• **Aim of the task**
Rewrite all of the rows below, swapping "broad green leaf" for "wide leaf" wherever it occurs and leaving everything else untouched.

• **Input for this task**
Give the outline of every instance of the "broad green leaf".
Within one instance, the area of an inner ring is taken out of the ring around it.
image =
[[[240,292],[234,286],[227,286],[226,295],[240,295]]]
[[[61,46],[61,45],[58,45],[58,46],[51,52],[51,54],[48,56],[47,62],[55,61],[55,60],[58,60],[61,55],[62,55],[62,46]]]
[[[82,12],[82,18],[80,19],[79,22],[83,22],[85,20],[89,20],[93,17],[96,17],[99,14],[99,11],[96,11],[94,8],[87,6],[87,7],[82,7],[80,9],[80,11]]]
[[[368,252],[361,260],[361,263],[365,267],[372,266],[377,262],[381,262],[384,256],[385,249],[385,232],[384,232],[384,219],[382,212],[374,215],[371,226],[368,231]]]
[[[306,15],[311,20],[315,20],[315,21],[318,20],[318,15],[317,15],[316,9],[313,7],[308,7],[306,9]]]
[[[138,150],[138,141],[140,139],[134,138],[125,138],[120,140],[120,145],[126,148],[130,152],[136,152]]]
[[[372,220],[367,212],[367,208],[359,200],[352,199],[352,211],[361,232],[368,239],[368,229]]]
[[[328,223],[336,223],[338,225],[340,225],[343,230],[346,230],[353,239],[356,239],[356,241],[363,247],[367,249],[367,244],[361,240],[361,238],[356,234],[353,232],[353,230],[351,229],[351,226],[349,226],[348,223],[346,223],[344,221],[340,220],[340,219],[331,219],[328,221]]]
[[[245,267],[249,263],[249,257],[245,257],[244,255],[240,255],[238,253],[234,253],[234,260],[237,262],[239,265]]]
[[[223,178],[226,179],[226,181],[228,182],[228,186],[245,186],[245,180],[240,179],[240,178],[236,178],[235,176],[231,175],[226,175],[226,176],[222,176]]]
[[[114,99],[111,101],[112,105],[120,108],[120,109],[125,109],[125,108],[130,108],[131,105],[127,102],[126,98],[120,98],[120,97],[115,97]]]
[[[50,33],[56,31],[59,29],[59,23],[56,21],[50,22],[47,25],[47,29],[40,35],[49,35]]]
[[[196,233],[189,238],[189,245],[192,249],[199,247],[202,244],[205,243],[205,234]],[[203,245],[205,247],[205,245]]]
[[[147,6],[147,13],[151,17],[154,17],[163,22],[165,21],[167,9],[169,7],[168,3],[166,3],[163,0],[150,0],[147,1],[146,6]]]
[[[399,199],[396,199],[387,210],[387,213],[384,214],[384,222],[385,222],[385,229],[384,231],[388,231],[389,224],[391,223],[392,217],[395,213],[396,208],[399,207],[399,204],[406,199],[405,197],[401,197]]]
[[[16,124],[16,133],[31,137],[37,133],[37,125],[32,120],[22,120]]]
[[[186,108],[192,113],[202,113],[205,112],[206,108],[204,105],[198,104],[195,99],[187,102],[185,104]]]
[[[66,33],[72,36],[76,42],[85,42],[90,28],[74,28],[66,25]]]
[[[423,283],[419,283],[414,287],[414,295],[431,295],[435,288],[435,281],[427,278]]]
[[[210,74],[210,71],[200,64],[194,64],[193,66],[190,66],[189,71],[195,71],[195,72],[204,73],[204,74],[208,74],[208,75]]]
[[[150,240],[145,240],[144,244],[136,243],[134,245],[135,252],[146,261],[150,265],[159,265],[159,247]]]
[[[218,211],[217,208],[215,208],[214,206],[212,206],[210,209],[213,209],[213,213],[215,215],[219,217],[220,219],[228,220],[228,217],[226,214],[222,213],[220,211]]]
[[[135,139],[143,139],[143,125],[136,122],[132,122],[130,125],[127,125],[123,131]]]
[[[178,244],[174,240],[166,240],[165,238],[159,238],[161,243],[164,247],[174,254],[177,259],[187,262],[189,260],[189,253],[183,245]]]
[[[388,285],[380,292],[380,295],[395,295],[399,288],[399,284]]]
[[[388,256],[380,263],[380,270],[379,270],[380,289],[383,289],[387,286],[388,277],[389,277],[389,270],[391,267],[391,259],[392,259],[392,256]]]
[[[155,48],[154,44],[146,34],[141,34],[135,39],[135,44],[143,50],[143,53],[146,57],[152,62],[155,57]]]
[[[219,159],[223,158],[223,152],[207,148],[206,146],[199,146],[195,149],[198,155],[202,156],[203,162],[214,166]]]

• **Reply to the task**
Give the outline of every instance of the "wide leaf".
Within one instance, the area of an inner ring is taken out of the ring around it.
image =
[[[240,292],[234,286],[227,286],[226,295],[240,295]]]
[[[61,46],[61,45],[58,45],[58,46],[51,52],[51,54],[48,56],[47,62],[55,61],[55,60],[58,60],[61,55],[62,55],[62,46]]]
[[[82,12],[82,18],[80,19],[79,22],[83,22],[85,20],[89,20],[93,17],[96,17],[99,14],[99,11],[96,11],[94,8],[87,6],[87,7],[82,7],[80,9],[80,11]]]
[[[368,252],[361,260],[361,263],[365,267],[372,266],[377,262],[381,262],[384,256],[385,249],[385,232],[384,232],[384,219],[382,212],[374,215],[371,226],[368,231]]]
[[[306,15],[311,20],[315,20],[315,21],[318,20],[318,15],[317,15],[316,9],[313,7],[308,7],[306,9]]]
[[[138,150],[138,141],[140,139],[134,138],[125,138],[120,140],[120,145],[126,148],[130,152],[136,152]]]
[[[372,220],[367,212],[367,208],[359,200],[352,199],[352,211],[361,232],[368,239],[368,229]]]
[[[328,223],[336,223],[338,225],[340,225],[343,230],[346,230],[353,239],[356,239],[356,241],[363,247],[367,249],[367,244],[361,240],[361,238],[356,234],[353,232],[353,230],[351,229],[351,226],[349,226],[348,223],[346,223],[344,221],[340,220],[340,219],[331,219],[328,221]]]
[[[245,267],[249,263],[249,257],[245,257],[244,255],[240,255],[238,253],[234,253],[234,260],[237,262],[239,265]]]
[[[223,178],[226,179],[226,181],[228,182],[228,186],[245,186],[245,180],[240,179],[240,178],[236,178],[235,176],[231,175],[226,175],[226,176],[222,176]]]
[[[114,99],[111,101],[112,105],[120,108],[120,109],[125,109],[125,108],[130,108],[131,105],[127,102],[126,98],[120,98],[120,97],[115,97]]]
[[[50,33],[56,31],[59,29],[59,23],[56,21],[50,22],[47,25],[47,29],[40,35],[49,35]]]
[[[196,233],[189,238],[189,245],[192,249],[199,247],[202,244],[205,243],[205,234]],[[203,245],[205,247],[205,245]]]
[[[147,6],[147,13],[151,17],[154,17],[163,22],[165,21],[167,9],[169,7],[168,3],[166,3],[163,0],[150,0],[147,1],[146,6]]]
[[[399,199],[396,199],[387,210],[387,213],[384,214],[384,222],[385,222],[385,229],[384,231],[388,231],[389,224],[391,223],[392,217],[395,213],[396,208],[399,207],[399,204],[406,199],[405,197],[401,197]]]
[[[16,124],[16,133],[31,137],[37,133],[37,125],[32,120],[22,120]]]
[[[186,108],[192,113],[202,113],[205,112],[206,108],[204,105],[198,104],[195,99],[187,102],[185,104]]]
[[[66,33],[72,36],[76,42],[85,42],[90,28],[74,28],[66,25]]]
[[[423,283],[419,283],[414,287],[414,295],[431,295],[435,288],[435,281],[427,278]]]
[[[210,74],[210,71],[200,64],[194,64],[193,66],[190,66],[189,71],[195,71],[195,72],[204,73],[204,74],[208,74],[208,75]]]
[[[150,240],[145,240],[144,244],[136,243],[134,245],[135,252],[146,261],[150,265],[159,265],[159,247]]]
[[[218,211],[217,208],[215,208],[214,206],[212,206],[210,209],[213,209],[213,213],[215,215],[219,217],[220,219],[228,220],[228,217],[226,214],[222,213],[220,211]]]
[[[135,139],[143,139],[143,125],[136,122],[132,122],[130,125],[127,125],[123,131]]]
[[[178,244],[174,240],[166,240],[165,238],[159,238],[161,243],[164,247],[174,254],[177,259],[187,262],[189,260],[189,253],[183,245]]]
[[[388,285],[380,292],[380,295],[395,295],[399,288],[399,284]]]
[[[388,256],[380,263],[380,270],[379,270],[380,289],[383,289],[387,286],[388,277],[389,277],[389,270],[391,267],[391,259],[392,259],[392,256]]]
[[[155,48],[154,44],[146,34],[141,34],[135,39],[135,44],[143,50],[143,53],[146,57],[152,62],[155,57]]]
[[[219,159],[223,158],[223,152],[207,148],[206,146],[199,146],[195,149],[198,155],[202,156],[203,162],[214,166]]]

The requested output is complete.